═══ Input data

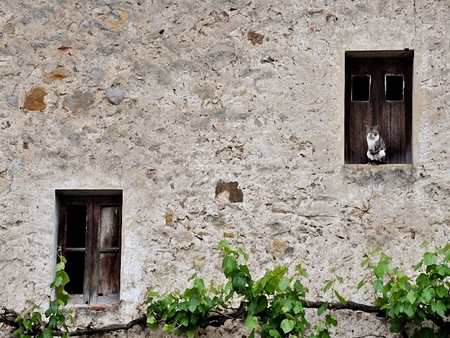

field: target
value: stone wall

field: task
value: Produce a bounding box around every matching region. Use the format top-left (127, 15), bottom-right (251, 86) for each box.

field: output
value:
top-left (0, 0), bottom-right (450, 337)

══════

▸ Description of the task
Arrange every line of the records above as a Markdown table with the columns Row and Line, numbering each row and skipping blank lines. Leave the pictures out of the answer.

▸ Answer for the task
| Row | Line |
|---|---|
| 1 | field: target |
| 2 | value: stone wall |
| 3 | field: task |
| 4 | value: Produce a bounding box around every matching region. Use the format top-left (127, 15), bottom-right (251, 86) for each box. |
| 5 | field: output |
| 6 | value: |
| 7 | top-left (0, 0), bottom-right (450, 337) |